#### [WHAT IS ASKED]
How many lines in the records below contain the string "head"? Count them and reply with the number alone.

-.-.-

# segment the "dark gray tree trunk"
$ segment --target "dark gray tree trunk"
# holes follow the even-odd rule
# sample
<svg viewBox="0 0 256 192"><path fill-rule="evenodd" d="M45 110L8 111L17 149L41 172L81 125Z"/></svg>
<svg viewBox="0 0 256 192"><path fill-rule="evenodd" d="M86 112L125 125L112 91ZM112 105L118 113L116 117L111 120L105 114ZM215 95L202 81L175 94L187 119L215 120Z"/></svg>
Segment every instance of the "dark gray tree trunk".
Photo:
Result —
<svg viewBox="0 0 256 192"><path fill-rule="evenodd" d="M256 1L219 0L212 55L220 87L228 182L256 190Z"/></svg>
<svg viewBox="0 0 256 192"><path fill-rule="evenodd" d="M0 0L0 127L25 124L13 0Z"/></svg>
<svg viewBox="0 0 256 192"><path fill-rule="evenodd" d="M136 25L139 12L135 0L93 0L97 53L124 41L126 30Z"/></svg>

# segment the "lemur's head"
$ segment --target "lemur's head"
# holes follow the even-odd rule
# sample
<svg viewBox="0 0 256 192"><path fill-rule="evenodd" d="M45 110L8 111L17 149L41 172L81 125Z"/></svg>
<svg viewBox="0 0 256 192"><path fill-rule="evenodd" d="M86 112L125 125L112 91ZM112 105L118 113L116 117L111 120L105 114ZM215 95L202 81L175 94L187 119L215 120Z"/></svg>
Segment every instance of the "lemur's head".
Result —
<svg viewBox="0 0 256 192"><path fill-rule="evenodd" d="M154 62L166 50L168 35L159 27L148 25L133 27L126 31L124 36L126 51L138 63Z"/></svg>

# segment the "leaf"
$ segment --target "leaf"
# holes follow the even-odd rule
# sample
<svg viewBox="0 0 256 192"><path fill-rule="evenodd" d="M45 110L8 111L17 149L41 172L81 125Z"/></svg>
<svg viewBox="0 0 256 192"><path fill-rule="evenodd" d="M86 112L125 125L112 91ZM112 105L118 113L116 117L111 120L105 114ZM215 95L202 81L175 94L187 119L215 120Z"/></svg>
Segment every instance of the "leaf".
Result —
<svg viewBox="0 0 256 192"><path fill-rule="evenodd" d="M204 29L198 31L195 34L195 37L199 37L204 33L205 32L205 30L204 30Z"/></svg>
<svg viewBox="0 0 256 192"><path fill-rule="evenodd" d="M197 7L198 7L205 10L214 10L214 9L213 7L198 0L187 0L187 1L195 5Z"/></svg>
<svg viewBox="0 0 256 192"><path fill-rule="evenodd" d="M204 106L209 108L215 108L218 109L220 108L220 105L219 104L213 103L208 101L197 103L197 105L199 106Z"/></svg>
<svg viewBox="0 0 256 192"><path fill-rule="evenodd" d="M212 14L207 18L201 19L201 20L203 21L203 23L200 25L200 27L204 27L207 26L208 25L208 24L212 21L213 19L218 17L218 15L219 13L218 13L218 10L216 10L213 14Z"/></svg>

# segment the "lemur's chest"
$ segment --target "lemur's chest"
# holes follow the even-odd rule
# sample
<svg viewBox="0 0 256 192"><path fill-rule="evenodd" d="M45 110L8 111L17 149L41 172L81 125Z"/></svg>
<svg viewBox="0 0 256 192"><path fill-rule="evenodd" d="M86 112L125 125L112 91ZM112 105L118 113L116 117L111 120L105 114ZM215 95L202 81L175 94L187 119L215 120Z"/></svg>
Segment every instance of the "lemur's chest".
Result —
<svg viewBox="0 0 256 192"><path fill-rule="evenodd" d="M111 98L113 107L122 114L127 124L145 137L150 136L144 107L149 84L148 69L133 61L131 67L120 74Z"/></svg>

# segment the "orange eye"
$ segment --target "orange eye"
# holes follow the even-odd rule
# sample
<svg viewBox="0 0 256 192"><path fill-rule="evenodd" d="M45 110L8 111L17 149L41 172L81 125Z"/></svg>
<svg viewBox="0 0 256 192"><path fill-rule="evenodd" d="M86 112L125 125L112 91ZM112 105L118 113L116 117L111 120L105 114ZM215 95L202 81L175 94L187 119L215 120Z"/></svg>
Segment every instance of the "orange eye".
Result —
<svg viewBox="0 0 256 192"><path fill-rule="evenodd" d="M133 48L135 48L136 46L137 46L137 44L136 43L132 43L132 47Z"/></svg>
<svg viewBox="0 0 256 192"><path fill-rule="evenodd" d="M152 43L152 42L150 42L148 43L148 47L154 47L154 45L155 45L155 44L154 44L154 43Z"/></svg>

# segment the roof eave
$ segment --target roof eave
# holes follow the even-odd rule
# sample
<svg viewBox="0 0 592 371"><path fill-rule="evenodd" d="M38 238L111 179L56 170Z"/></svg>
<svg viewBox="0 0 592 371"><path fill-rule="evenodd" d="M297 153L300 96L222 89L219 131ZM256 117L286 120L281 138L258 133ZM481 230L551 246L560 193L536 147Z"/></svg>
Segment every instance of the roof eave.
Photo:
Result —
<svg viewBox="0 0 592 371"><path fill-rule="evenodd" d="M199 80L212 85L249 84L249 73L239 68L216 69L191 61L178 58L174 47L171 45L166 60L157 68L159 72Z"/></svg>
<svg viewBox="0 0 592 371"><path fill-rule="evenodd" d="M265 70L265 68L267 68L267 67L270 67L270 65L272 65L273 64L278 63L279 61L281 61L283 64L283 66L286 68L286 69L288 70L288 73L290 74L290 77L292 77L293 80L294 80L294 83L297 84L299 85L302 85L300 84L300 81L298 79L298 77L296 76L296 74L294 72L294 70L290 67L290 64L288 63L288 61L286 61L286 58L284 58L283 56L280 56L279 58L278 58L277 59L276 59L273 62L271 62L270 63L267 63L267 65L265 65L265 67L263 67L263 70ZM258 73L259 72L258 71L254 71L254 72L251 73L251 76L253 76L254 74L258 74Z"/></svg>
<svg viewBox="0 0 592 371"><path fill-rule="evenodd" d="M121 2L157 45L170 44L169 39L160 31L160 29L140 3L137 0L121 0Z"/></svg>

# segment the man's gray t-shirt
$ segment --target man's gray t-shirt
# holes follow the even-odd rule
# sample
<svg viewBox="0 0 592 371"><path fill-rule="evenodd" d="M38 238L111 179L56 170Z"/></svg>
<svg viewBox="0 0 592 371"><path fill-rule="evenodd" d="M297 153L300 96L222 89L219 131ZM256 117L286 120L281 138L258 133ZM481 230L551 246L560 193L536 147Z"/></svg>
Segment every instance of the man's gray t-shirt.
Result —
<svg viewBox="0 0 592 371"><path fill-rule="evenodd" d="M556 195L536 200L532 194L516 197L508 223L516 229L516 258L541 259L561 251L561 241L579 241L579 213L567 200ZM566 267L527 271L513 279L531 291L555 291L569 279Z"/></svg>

-.-.-

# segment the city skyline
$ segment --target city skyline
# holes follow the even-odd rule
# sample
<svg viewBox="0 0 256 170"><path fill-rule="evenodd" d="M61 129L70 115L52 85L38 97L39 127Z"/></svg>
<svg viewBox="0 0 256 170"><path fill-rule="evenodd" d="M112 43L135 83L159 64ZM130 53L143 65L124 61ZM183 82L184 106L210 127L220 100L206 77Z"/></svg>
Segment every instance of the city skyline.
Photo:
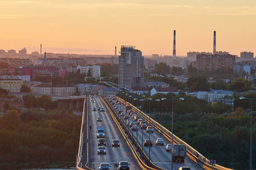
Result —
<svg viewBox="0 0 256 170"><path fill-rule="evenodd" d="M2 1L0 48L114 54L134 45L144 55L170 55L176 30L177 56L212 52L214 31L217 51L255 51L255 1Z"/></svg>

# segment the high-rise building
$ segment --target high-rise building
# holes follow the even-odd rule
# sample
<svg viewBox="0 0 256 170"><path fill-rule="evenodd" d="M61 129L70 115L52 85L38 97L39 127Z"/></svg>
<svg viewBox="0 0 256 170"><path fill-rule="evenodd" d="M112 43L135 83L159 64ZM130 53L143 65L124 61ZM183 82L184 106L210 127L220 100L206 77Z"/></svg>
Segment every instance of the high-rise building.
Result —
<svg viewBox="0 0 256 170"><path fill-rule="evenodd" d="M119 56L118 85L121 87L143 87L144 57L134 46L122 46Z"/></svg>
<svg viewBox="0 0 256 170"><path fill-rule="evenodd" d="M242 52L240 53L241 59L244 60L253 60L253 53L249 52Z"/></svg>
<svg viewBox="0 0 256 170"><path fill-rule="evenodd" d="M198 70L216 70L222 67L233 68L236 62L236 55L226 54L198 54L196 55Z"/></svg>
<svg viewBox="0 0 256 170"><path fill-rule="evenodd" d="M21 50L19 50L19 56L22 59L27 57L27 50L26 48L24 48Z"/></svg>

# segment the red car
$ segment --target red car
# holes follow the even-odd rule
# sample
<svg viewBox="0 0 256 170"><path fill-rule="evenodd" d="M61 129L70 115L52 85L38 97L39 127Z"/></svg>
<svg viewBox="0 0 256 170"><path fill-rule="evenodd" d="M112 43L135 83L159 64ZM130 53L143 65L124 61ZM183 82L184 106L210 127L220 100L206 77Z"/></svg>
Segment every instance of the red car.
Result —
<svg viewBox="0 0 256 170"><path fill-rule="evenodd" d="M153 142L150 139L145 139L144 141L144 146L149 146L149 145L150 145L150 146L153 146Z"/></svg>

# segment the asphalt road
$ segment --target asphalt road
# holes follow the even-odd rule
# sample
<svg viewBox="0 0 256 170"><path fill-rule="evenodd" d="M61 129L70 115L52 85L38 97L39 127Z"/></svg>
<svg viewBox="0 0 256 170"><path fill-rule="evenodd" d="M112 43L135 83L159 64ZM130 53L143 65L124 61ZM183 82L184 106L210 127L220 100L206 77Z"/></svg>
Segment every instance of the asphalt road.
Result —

-.-.-

#### [CORRECT ANSWER]
3